§ **TEXT TO READ**
Jekyll, Dropbox, AWS and IFTTT - easy blogging

(Note: This is going to be long, techy and of no interest whatsoever to anyone not actively looking for similar advice. It’s partly a follow-on to a similar post from years ago that still draws visitors looking for help, and partly an aid to my own memory if I ever do this sort of thing again. Most of you can ignore it as tl;dr.)

When I first switched to using Jekyll to power this site, I had a fairly slick setup relying on Dropbox to sync, add, and generally control things. Unfortunately, my host nixed the use of Dropbox as, even stopping it after sync, it classed as a daemon and on shared hosting that’s a no-no as they tend to eat system resources used by others. Fair enough.

And so things languished until the start of this year, when I happened on something talking about Amazon Web Services and using AWS’ EC2 instances to generate websites. For those of low-moderate techery, AWS is Amazon’s vast cloud server and storage arm on which half the internet is based. Users pay per hour of server uptime and for storage and traffic requests, rather than flat-rate monthly fees. (And there’s a free 12-month plan which gives you plenty of time to get to know the way the system works. Which is pretty straightforward - more complex than standard hosting, but clear and well-documented except for a few obscure oddities.) EC2 instances are temporary virtual servers that can be created, started, stopped, and deleted more or less at will. While up, they function exactly like your own personal server, free for you to install and run software on, with none of the use limitations of shared hosting. Keeping a T1 micro-instance (the smallest) running round-the-clock for a month costs about twice my existing hosting. But keeping one active a couple of times a day just to update and build the site, then pushing the results to Amazon’s S3 file storage and shutting down again, would cost peanuts.

§ **RECORDED DATA**
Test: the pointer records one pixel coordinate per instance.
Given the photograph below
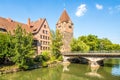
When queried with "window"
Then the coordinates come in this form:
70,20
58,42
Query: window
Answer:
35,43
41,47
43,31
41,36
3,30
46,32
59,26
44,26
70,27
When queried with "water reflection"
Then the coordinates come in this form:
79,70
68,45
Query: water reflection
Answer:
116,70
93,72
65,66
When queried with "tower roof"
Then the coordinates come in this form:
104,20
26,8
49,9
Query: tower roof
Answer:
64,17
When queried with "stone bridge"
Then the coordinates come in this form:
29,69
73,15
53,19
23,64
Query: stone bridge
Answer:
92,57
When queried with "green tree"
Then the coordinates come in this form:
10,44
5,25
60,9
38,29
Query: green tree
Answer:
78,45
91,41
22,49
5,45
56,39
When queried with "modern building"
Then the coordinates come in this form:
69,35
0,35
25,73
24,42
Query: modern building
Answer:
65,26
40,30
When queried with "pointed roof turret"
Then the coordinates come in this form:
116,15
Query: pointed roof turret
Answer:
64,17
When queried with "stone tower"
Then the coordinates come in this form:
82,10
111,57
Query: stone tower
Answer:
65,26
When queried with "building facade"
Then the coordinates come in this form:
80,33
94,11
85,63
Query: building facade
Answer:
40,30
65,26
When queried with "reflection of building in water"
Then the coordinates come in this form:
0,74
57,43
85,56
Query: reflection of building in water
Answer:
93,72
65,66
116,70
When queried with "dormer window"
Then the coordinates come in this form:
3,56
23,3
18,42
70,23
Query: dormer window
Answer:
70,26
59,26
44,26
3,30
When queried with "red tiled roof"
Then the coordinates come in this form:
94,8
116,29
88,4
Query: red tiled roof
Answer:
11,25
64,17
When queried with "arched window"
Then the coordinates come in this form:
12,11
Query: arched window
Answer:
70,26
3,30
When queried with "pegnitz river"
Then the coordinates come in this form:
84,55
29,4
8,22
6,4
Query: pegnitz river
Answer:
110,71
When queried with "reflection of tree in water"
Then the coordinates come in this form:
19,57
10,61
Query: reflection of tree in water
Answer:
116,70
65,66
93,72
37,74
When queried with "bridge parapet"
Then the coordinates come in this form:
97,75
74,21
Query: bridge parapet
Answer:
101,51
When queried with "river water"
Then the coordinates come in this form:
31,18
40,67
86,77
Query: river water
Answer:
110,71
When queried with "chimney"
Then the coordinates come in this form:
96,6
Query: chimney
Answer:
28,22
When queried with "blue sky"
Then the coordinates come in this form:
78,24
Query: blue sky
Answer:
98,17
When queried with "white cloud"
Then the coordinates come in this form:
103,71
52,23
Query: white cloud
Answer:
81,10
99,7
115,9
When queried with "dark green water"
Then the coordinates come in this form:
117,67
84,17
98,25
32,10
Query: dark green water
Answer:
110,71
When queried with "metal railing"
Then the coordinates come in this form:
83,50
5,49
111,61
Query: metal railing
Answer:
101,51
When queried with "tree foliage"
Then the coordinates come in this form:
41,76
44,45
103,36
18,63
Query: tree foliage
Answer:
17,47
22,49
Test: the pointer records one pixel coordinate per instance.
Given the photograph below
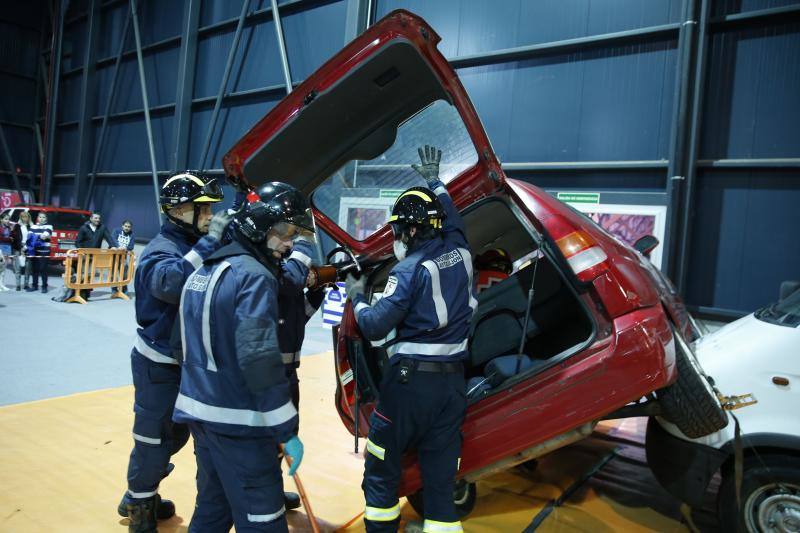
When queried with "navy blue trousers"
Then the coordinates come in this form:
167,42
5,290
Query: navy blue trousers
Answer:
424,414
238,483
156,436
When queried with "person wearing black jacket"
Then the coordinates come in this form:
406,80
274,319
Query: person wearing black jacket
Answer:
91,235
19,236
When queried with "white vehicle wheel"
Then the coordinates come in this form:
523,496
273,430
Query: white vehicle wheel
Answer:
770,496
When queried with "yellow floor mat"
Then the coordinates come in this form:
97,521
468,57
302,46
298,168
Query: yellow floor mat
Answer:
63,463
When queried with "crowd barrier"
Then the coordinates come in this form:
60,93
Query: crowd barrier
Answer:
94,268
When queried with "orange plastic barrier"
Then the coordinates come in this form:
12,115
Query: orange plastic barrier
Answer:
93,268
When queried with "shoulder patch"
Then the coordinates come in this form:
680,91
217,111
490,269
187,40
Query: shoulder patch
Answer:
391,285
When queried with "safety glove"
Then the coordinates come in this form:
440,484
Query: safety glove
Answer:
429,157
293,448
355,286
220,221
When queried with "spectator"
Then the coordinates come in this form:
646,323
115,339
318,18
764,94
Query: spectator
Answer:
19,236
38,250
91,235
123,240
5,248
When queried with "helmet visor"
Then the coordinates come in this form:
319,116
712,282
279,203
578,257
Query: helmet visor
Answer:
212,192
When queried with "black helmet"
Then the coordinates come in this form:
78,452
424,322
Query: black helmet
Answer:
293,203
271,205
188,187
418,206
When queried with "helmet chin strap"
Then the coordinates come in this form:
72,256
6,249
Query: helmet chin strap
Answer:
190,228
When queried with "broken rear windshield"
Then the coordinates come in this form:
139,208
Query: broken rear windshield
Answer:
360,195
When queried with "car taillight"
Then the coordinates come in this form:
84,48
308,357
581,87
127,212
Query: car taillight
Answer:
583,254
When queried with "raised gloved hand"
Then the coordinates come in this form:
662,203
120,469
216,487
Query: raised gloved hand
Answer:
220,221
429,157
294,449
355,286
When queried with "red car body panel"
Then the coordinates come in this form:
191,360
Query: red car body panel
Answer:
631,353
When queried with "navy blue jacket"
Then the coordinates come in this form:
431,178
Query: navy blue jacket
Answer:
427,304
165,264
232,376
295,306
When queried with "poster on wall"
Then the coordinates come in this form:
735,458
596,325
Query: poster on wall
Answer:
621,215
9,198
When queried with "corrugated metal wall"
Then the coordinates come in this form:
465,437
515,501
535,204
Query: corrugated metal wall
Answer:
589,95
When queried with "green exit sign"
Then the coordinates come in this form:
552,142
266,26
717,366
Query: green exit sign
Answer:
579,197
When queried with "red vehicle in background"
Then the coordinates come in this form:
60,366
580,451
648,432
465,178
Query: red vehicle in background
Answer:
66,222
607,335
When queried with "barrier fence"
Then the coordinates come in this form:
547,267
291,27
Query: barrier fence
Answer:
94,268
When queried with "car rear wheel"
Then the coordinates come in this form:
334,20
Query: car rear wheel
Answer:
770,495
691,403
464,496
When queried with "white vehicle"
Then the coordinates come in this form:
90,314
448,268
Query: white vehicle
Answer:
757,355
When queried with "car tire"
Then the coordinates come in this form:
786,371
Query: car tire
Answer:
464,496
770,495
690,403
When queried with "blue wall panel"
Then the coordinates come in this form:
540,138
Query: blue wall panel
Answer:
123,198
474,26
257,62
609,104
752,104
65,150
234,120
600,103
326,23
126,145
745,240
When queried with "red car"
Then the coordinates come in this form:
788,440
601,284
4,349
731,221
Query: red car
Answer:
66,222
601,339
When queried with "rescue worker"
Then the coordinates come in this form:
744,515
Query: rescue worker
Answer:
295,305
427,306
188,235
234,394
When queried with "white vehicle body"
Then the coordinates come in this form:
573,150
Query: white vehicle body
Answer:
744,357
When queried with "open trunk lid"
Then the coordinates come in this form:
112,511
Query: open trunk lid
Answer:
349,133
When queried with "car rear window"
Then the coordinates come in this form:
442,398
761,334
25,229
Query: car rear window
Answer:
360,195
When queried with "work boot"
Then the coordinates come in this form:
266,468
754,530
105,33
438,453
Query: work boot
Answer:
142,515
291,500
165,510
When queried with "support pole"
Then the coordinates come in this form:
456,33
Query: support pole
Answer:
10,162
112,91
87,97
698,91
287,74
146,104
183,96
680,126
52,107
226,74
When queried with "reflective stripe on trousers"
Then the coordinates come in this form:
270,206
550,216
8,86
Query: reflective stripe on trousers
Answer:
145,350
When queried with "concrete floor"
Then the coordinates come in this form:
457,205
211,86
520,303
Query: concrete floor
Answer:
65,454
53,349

§ **WHAT IS ASKED**
Continue the blog post on running a Jekyll site through Dropbox and AWS, starting right after its last sentence.

§ **WRITTEN ANSWER**
So that’s what I’ve done. Since that original post continues to draw traffic from inquisitive Jekyll users, I’ll outline everything I’ve done on this setup here, and it’ll serve to jog my own whisky-raddled memory.

The aims

The site’s posts, layout and everything else is held in Dropbox. This is vital, because I can save/edit text files in Dropbox on my phone. It stops me being tied to my laptop to upload anything here.
Dropbox syncs between my devices and an occasional EC2 instance.
Once synced, Jekyll runs on the instance and rebuilds the site.
The site is then pushed to an S3 bucket set up to act as a website.
The instance then shuts down. This should happen a couple of times a day. Other than writing the initial text files, I shouldn’t have to do a thing.
Cross-posting between services like Instagram, Twitter, Facebook, as well as link post-sharing and generating link roundups, and sharing new posts to FB/Twitter happens automatically via IFTTT without lifting a finger.
The setup will therefore be fiddly to get right, but once done, usage should be almost effortless and the resulting site bulletproof.

The setup

From the AWS EC2 console, I launched a T1 micro-instance using the default Amazon Linux image. Most of these steps would be much the same on any of the others available (little differences like the default username on an Ubuntu instance being ‘ubuntu’ rather than ‘ec2-user’ aside). There’d be small changes to the errors you’ll encounter and the dependencies you need to meet to install stuff, but nothing a quick google won’t fix.

Dropbox is the first thing to install and set up, exactly the same as in the original post: follow the instructions on the Dropbox website to wget the command line program, create a secondary “blogger” Dropbox account and share your /Dropbox/myblog directory on your main account with it (so you don’t sync everything to your site), and link the command line installation to your “blogger” account. Your /home/ec2-user/Dropbox/myblog directory will become the source directory used by Jekyll to build your site each time.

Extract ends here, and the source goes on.